Responda según el texto sobre Luca Prodan:
1. ¿Qué bebida necesitaba tomar el pelado como calmante de sus pesadillas?
2. ¿Qué ciudad estaba, según el texto, mucho más lejos que Escocia?
3. ¿Dónde fue disimulada la petaca?

:: TEXTO DEL EJERCICIO ::

Luca Prodan, una trompada al rock
Ignacio Portela y Hugo Montero/El Furgón – Caminaba el pelado, le dolían un tanto los huesos. Su cuerpo soportaba desde hacía unos años el poder del escenario, ese juego perverso que ha matado a algunos y ha cegado a tantos otros. Tambaleaba de a ratos, no sentía los músculos; necesitaba mandarse un buen trago de ginebra, el calmante de sus pesadillas. Qué lugar extraño, pensaba. Qué arruinadas estas veredas sureñas que me hacen ir en zig-zag. ¿Qué quiere la gente de un elegido: volverlo loco, amarrárselo a su corazón? Qué lejos estaba Londres, mucho más lejos que Escocia y esas reglas severas de comportamiento. ¿Qué había visto en aquellas fotos que no mostraban otra cosa más que una familia? No era el paraíso. Qué le iban a hablar de paraíso si ya había estado de visita varias veces entre dosis y dosis, y nada era lo que parecía. Nada era lo que le decían. No hay tiempo para dar marcha atrás, unos cuantos seguidores estarían esperando el ritual. Otro trago a la ginebra y el corazón empezaba a tomar temperatura. ¿Qué voy a hacer en este mundo que aún no hice?, ya es mucho, pensaba. Porque esas predicciones se cumplían siempre, porque sabía que le quedaban pocas horas. ¿Por qué no se me desprenderá este acento, si este es mi lugar, mi gente? Ya llegamos, le dijo a su compañera, y presentía que el trato de los de la puerta iba a ser el mismo: siempre la lucha, siempre el rechazo. No podía pasar con la botella, iba a seguir ligando trompadas, estaba cansado. “Con la petaca no, flaco”, le advirtieron. Y la petaca entonces fue disimulada entre las pilchas de uno de los pibes, y el pelado dudó un segundo. ¿Quería entrar? ¿Quería quedarse afuera, lejos de esos salames de la puerta, ahí donde todos lo saludaban, lejos de los ruidos de adentro, lejos del ritual de siempre?

:::
:: SECCIÓN DE DATOS ::

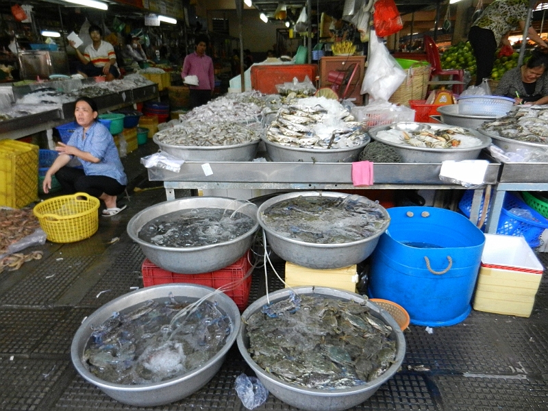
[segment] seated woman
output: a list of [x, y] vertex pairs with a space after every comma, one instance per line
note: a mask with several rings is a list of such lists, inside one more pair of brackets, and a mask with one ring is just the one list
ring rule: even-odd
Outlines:
[[[46, 173], [42, 183], [44, 192], [51, 188], [55, 175], [62, 188], [62, 194], [87, 194], [103, 200], [106, 209], [102, 215], [110, 216], [125, 208], [118, 208], [116, 199], [125, 190], [127, 177], [114, 140], [108, 129], [97, 121], [97, 105], [89, 97], [76, 101], [74, 116], [79, 127], [66, 144], [60, 142], [55, 150], [60, 153]], [[77, 157], [84, 169], [66, 166], [73, 157]]]
[[526, 64], [508, 70], [494, 94], [514, 99], [516, 104], [548, 103], [548, 56], [534, 52]]

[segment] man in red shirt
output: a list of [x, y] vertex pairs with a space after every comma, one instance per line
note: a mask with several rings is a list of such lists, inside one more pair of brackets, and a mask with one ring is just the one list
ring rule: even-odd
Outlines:
[[73, 41], [69, 42], [76, 50], [76, 55], [80, 60], [76, 68], [77, 71], [86, 77], [104, 75], [107, 82], [117, 79], [120, 77], [120, 72], [118, 71], [112, 45], [102, 39], [103, 31], [99, 26], [92, 25], [89, 33], [92, 42], [86, 47], [84, 54], [74, 47]]
[[196, 36], [195, 40], [196, 51], [184, 58], [183, 71], [181, 76], [184, 78], [188, 75], [198, 77], [198, 84], [190, 86], [190, 108], [206, 104], [211, 100], [213, 89], [215, 88], [215, 74], [213, 70], [213, 60], [206, 55], [206, 50], [209, 39], [203, 34]]

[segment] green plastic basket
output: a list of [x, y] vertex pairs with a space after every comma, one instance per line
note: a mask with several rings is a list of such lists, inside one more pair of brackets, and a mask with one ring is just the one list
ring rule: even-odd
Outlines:
[[525, 204], [543, 217], [548, 219], [548, 199], [545, 199], [538, 195], [534, 195], [527, 191], [522, 191], [521, 197], [523, 198]]

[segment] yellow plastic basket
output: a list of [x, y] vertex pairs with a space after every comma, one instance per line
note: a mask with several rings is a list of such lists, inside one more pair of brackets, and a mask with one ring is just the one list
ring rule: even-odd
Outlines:
[[381, 298], [371, 298], [369, 299], [369, 301], [388, 312], [396, 320], [401, 331], [403, 331], [409, 325], [409, 321], [410, 321], [409, 314], [399, 304]]
[[62, 195], [34, 207], [34, 215], [53, 242], [74, 242], [91, 237], [99, 228], [99, 201], [85, 192]]

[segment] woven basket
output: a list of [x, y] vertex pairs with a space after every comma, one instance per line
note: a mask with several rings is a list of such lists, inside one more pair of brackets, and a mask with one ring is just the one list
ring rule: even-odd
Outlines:
[[424, 100], [430, 78], [429, 64], [417, 62], [406, 70], [407, 76], [388, 101], [409, 107], [410, 100]]
[[39, 203], [33, 212], [48, 240], [74, 242], [91, 237], [97, 231], [99, 204], [98, 199], [77, 192]]

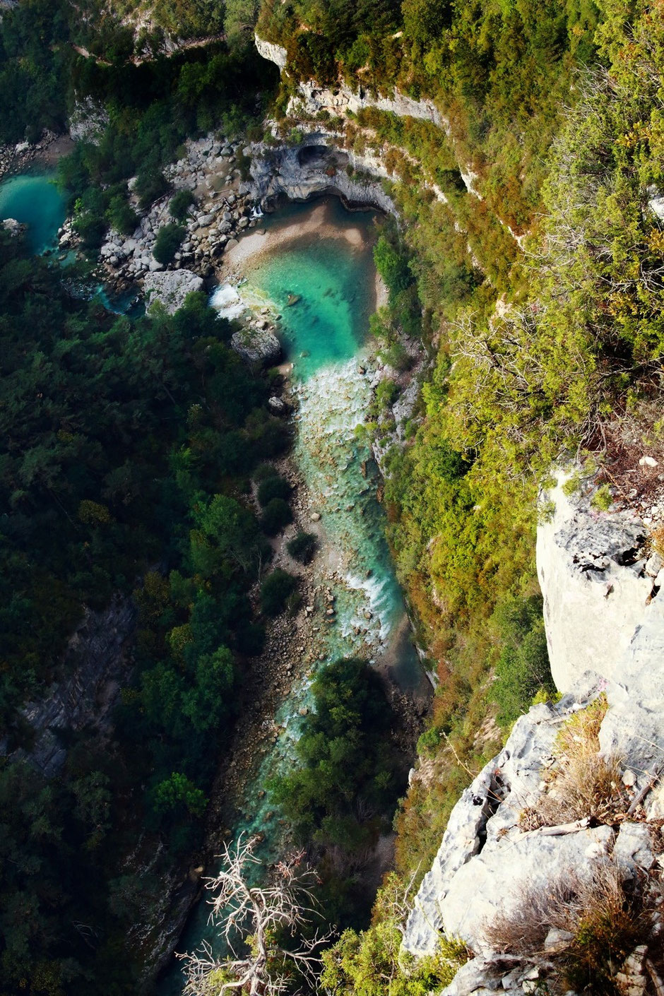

:::

» RESULTADO DEL EJERCICIO
1. Ginebra.
2. Londres.
3. Entre las pilchas de uno de los pibes.